SUPPLIED ENTRIES:
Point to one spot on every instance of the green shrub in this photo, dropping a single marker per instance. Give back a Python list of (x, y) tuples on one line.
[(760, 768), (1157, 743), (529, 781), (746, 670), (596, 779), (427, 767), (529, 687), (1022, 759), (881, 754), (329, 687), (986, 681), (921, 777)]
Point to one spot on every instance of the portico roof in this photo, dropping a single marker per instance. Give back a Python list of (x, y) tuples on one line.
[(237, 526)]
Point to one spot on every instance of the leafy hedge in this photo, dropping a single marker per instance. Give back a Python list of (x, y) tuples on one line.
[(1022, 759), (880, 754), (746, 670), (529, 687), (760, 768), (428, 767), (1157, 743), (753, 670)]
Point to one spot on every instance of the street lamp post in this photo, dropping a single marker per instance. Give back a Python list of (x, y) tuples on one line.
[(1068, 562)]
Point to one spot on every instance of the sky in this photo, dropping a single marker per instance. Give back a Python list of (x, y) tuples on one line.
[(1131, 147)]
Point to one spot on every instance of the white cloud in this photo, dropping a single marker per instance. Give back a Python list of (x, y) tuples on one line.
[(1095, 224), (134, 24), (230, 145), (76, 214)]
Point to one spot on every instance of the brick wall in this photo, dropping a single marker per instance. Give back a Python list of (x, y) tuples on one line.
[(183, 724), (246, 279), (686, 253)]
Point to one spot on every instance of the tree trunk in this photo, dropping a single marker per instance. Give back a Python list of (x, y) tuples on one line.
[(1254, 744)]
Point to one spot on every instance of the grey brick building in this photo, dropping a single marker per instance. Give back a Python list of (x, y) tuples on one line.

TASK REQUIREMENTS:
Repeat only the lines from the one holding "Point to one spot on every instance of the street" through the last line of the data.

SOLUTION TO THIS TASK:
Point to one spot on every instance of the street lamp post in this photo, dropping a single marker per instance. Give back a Python list of (x, y) tuples on one line.
[(1068, 562)]
Point to one spot on every instance of the sky in this photo, dropping a single marker per instance. Give back a Python list of (x, y) tuples on one line.
[(1131, 147)]
Point to one spot on every instance of the white cloud in this photo, dropping a single marker per instance. Give back a Python list of (x, y) tuples on one line.
[(1095, 224), (134, 24), (230, 145), (76, 214)]
Point to one spot on every instance of the brick wall in this photo, dropping a single marker per instance. Give back a Python list of (x, y) tuples on one line.
[(183, 724), (246, 279), (686, 253)]
Point to one spot on every instance of the tree trunk in this photo, dropping a single marker per instance. Give back a Python list of (x, y) tuples on one line.
[(1254, 744)]
Point to one spot on every instance of the grey brick building in this photo, dropping a single marker per instance. Give back a Python list of (x, y) tuples on one line.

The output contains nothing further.